▶ Aim of the task: Go through the records below and copy out every line that contains the string "green".

-- begin --

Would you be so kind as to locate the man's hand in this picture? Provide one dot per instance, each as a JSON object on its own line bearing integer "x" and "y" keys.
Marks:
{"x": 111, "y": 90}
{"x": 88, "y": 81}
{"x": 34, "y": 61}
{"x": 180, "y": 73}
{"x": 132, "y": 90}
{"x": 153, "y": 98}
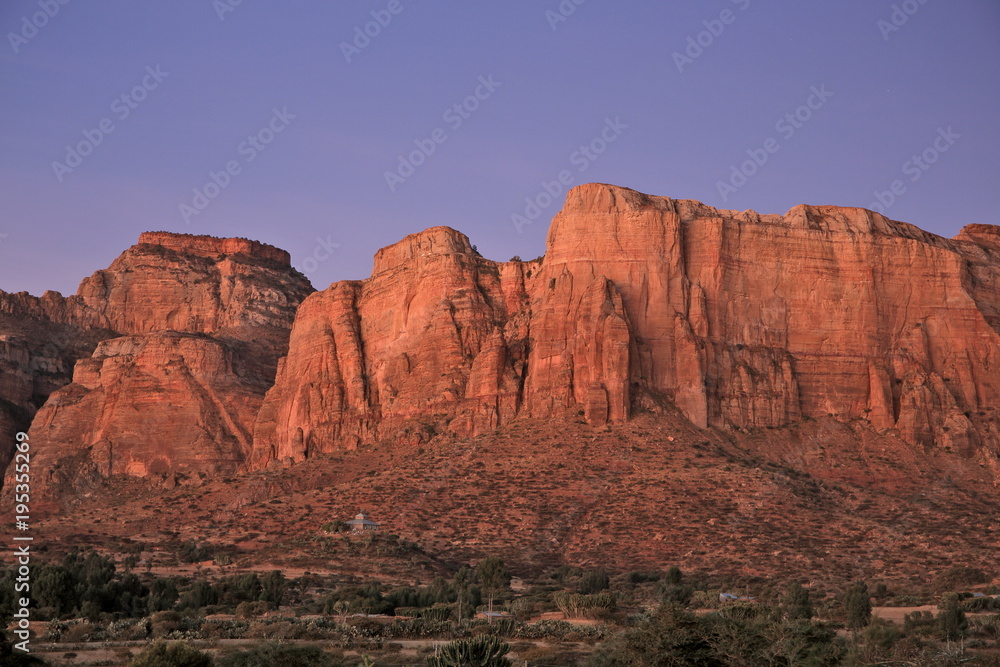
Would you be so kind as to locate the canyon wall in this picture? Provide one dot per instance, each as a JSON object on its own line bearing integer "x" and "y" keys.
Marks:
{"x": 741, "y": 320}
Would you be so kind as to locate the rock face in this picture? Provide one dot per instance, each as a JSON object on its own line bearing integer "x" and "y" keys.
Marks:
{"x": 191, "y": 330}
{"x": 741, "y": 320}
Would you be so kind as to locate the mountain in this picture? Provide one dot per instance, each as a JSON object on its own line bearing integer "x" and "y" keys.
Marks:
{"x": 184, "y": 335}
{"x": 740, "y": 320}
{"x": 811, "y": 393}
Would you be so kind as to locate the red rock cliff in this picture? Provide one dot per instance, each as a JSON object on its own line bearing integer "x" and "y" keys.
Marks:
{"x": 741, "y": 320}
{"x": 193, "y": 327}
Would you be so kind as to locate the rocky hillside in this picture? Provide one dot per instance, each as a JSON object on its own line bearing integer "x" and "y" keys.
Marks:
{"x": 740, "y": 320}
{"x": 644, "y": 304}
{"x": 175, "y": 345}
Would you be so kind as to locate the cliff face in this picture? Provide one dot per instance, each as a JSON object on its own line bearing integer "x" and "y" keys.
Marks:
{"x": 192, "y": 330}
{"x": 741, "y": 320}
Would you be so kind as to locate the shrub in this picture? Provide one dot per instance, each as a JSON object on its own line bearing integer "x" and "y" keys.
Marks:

-- end --
-- begin --

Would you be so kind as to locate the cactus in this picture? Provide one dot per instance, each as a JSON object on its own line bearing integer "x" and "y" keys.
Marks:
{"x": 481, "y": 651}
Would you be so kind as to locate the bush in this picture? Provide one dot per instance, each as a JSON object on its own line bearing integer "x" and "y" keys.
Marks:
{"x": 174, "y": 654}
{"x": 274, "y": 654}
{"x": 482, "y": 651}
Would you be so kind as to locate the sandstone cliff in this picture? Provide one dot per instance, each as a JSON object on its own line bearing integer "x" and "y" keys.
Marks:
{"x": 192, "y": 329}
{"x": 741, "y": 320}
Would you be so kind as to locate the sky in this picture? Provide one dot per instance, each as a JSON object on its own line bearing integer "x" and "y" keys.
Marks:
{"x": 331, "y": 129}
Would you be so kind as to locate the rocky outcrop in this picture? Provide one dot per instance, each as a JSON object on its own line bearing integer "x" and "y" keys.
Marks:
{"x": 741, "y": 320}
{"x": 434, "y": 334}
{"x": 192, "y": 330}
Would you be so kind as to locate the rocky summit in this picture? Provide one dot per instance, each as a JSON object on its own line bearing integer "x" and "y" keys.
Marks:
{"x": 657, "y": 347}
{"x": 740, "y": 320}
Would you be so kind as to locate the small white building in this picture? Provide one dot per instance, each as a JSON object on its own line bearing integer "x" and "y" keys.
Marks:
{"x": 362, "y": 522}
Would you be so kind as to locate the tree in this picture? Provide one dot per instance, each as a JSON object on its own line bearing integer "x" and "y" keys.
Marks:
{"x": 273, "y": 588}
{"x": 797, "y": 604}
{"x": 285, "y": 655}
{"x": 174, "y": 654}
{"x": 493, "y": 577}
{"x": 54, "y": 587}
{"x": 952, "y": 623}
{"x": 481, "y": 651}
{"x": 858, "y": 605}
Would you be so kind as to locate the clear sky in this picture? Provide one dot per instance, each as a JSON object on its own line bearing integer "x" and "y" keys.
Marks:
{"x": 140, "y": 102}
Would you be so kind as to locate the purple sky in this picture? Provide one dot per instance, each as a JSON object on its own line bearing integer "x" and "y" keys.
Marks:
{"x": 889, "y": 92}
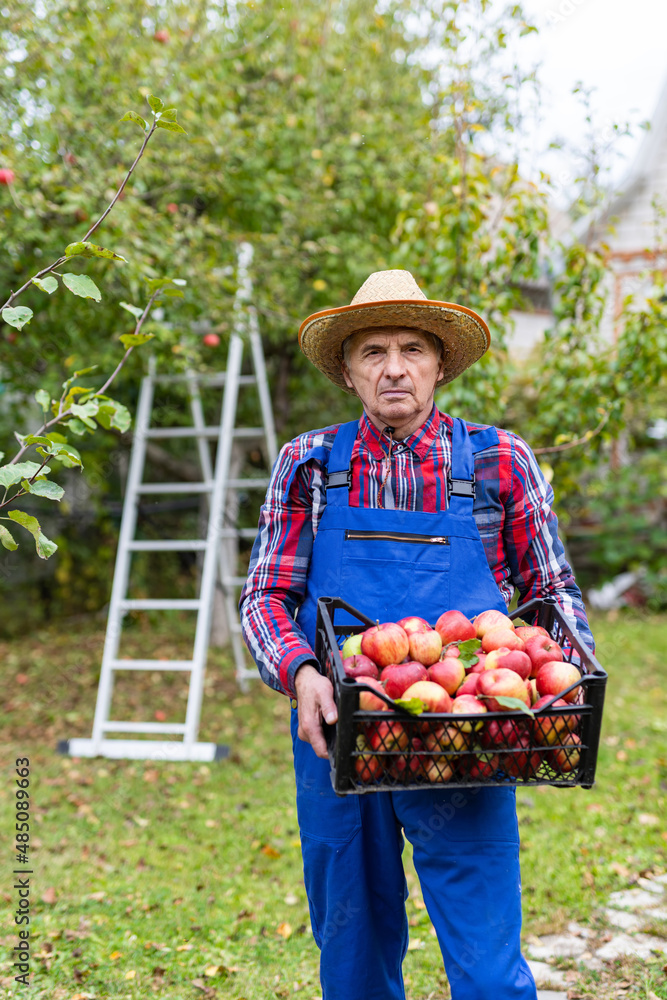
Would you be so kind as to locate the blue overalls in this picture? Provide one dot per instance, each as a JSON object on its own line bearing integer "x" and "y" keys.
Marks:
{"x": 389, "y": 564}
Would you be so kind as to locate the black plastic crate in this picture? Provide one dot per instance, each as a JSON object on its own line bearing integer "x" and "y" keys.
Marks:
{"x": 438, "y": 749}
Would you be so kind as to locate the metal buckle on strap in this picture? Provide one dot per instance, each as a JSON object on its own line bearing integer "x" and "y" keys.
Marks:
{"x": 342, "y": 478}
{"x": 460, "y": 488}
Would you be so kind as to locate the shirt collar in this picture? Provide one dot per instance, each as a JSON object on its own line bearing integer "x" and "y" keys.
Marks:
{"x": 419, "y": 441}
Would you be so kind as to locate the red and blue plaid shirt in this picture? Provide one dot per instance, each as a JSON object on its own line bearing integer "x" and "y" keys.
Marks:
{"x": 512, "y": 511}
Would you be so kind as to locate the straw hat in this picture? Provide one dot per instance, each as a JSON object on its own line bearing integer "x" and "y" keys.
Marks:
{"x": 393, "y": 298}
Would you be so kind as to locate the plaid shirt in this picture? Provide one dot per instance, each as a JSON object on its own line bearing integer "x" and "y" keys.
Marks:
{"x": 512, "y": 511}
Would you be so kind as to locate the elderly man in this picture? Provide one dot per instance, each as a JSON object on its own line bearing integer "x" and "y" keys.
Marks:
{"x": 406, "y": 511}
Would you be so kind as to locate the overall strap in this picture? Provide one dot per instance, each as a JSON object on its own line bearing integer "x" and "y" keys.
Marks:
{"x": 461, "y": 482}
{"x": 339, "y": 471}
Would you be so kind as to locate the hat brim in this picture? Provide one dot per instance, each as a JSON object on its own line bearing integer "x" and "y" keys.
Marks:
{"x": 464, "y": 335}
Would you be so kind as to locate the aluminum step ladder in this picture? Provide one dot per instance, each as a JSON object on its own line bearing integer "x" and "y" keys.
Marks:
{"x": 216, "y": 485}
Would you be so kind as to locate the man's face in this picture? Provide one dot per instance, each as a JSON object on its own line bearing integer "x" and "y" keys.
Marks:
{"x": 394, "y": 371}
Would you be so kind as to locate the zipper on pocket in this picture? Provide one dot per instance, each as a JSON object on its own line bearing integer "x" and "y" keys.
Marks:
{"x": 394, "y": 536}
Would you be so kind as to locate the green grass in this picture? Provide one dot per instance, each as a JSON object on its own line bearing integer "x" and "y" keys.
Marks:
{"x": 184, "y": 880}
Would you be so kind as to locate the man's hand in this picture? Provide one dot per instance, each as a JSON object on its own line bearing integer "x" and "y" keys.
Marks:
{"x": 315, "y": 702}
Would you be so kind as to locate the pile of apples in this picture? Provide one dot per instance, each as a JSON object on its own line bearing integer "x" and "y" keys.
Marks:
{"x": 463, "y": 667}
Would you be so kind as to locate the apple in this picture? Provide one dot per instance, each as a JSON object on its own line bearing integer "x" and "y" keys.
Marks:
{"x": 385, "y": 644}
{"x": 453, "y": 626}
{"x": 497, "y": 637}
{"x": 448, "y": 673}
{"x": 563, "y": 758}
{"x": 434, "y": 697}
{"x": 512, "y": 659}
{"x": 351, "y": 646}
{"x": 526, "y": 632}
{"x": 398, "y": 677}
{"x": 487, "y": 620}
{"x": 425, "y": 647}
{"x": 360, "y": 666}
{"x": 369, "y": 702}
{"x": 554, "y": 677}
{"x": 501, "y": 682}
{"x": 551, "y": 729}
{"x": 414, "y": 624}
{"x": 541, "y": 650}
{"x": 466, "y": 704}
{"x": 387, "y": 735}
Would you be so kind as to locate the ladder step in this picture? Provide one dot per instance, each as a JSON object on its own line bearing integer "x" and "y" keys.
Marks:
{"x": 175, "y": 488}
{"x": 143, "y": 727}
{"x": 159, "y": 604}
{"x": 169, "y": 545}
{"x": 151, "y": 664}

-- end --
-- begin --

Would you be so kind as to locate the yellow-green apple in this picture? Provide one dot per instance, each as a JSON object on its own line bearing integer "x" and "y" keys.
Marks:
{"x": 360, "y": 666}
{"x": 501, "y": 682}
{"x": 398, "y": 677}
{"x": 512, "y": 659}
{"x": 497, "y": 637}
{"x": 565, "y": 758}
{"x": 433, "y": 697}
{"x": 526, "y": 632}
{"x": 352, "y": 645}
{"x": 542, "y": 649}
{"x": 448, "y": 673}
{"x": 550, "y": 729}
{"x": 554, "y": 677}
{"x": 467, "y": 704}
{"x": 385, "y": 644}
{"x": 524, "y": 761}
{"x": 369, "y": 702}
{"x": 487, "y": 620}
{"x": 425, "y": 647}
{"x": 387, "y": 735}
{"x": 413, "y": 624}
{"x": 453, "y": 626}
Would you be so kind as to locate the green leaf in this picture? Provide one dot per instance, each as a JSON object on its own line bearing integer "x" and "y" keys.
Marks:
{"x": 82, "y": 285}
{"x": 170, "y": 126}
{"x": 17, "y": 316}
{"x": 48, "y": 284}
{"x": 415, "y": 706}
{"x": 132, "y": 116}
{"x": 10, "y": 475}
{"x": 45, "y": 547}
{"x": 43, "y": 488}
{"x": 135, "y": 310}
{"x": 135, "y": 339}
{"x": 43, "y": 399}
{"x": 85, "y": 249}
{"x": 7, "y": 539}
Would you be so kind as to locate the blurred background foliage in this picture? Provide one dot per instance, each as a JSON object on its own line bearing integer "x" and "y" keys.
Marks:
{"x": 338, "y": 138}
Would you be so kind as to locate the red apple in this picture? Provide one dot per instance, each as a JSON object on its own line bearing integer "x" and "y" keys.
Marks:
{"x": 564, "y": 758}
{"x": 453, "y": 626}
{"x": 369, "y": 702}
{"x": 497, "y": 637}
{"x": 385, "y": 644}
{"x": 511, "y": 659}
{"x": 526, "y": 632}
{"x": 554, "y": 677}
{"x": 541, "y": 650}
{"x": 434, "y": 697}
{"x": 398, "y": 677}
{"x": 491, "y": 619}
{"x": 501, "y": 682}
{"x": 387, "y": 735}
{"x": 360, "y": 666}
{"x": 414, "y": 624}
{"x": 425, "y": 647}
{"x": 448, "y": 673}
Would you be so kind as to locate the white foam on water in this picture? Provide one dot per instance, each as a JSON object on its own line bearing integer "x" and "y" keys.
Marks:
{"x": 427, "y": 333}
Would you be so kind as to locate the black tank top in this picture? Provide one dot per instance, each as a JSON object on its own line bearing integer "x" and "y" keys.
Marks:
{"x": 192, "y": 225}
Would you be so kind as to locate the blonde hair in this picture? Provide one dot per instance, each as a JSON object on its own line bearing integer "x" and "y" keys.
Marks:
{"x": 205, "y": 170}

-- end --

▶ Result:
Would you be so kind as to locate the green grass in this picture? Provide one dot per instance, each as a JSON object on its own line bearing integer "x" and "y" keys.
Would you be so kind as to locate the yellow-green apple in this picture? Provide one dot per instance, each as a JSON object on its own line bearing integer "x" and "y" keys.
Would you be so kind as to locate the green leaf in this picture? Provide one dot per instance, each as a JSON object on its own line bearing integer "x" and "y" keys.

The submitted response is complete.